If you are really, really keen, you could make your own yeast with your leftover pumpkin pieces – fresh or dried. An article from the St. James's Chronicle, or British Evening Post of January 20, 1795 tells you how (and reminds us that the yeast can also be used to make beer):

To make Pumpkin Yeast.  
Cut the Pumpkin in slices, and with a handful of Hops, boil it in a small quantity of water, till it is soft enough to pass through a Cullender. When strained, put it in an earthen or Stone Jar, with a sufficient quantity, of good Yeast to ferment it. It will be fit for use in a day or two, and will keep a month or six weeks.
The Pumkins may be sliced and dried, in order to make it the year round. From experience it is found to be quite equal to the best Brewers Yeast, for the purpose of making Bread, or in family beer.’

Now you have some pumpkin yeast, you could use it instead of the recommended potato yeast, to make pumpkin-bread from the following recipe.

Pumpkin Bread.
Stew and strain the pumpkin, stiffen it with a little Indian-meal, and then add as much more wheaten flour, with the necessary quantity of potato-yeast; bake two hours. This is an excellent and wholesome bread.
The New Hydropathic Cook Book (1854) 

And then you can spread your bread with this delightful-sounding conserve:

Pumpkin Marmalade.
Peel and seed 8lb pumpkin. Cut into small strips, put into a preserving pan and add the grated rinds, and juice of two oranges and one lemon and 71b. sugar. Bruise 3oz, root ginger and tie up in a mus- lin bag. Add to the other ingredients and leave'tor 24 hours. Cook till tender und transparent looking. Put into pots, and tie down.
The Canberra Times, 12 February 1931

Quotation for the Day.

A grandmother pretends she doesn't know who you are on Halloween.
Erma Bombeck

Wednesday, October 26, 2011

Hot Gingerbread

Gingerbread is a very ancient treat, enjoyed in the distant past by the rich and powerful all year round, but indulged in by ordinary folk only on special occasions. It could be argued that gingerbread is seasonal at any time of the year, but there is something about the combination of dark colours and warm spices that suggest the winter months. Once upon a time these warm spices (including the sugar) were exotic imported (and therefore expensive) ingredients, considered suitable and affordable for special feast days and fairs. I assume that this combination of dark, sweet warmth and relative expense has something to do with the particular popularity of gingerbread at autumnal and wintry northern hemisphere celebrations – which in Britain includes Halloween (this week’s inspiration), Guy Fawkes’ Night (November 5th), and Christmas. 

As you will know, if you are a regular reader, I have a particular fondness for gingerbread, and from time to time try to add something different to the archive Through the Ageswith Gingerbread. Having said that, there are many gingerbread recipes scattered through the blog which I have not gotten around to adding to that special page, but I will, folks, I will.

English travellers to The Continent in times past occasionally commented on the difference between English gingerbread and the European version – one writer going so far as to say that French gingerbread was a ‘deceit’, as it contained no ginger. There is no deceit at all - French ‘gingerbread’ does not pretend to be gingery, it is pain d’épices – literally, ‘spice bread’. There does seem to be a particularly British pride in the ability to tolerate very hot spicy dishes, I assume as a rather tortuous sideline to the pride in The Empire and all she provided. A curry was not a curry to many a returnee from his outpost in India unless it was blisteringly, eye-wateringly hot, and a man not a man who could not eat it with pale dry calm.

* **DATA SECTION**
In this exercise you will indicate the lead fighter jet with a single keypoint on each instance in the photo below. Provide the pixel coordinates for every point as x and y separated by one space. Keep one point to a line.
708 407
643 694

* **CHALLENGE 1**
Do these statements agree with the blog post? (a) The pumpkin yeast will keep for up to a year. (b) The pumpkin bread is baked for two hours. (c) French gingerbread is called pain d'épices. Answer yes or no for each, and quote the words from the post that decide it.
* **CHALLENGE 2**
Can you reproduce the part of the blog post that opens with the words containing "Now you have" and closes with "and tie down.", copying it exactly?
Answer using only the blog post, not the listing.

* **RESPONSE 1**
(a) No: "will keep a month or six weeks."
(b) Yes: "bake two hours."
(c) Yes: "it is pain d’épices – literally, ‘spice bread’."

* **RESPONSE 2**
Now you have some pumpkin yeast, you could use it instead of the recommended potato yeast, to make pumpkin-bread from the following recipe.

Pumpkin Bread.
Stew and strain the pumpkin, stiffen it with a little Indian-meal, and then add as much more wheaten flour, with the necessary quantity of potato-yeast; bake two hours. This is an excellent and wholesome bread.
The New Hydropathic Cook Book (1854) 

And then you can spread your bread with this delightful-sounding conserve:

Pumpkin Marmalade.
Peel and seed 8lb pumpkin. Cut into small strips, put into a preserving pan and add the grated rinds, and juice of two oranges and one lemon and 71b. sugar. Bruise 3oz, root ginger and tie up in a mus- lin bag. Add to the other ingredients and leave'tor 24 hours. Cook till tender und transparent looking. Put into pots, and tie down.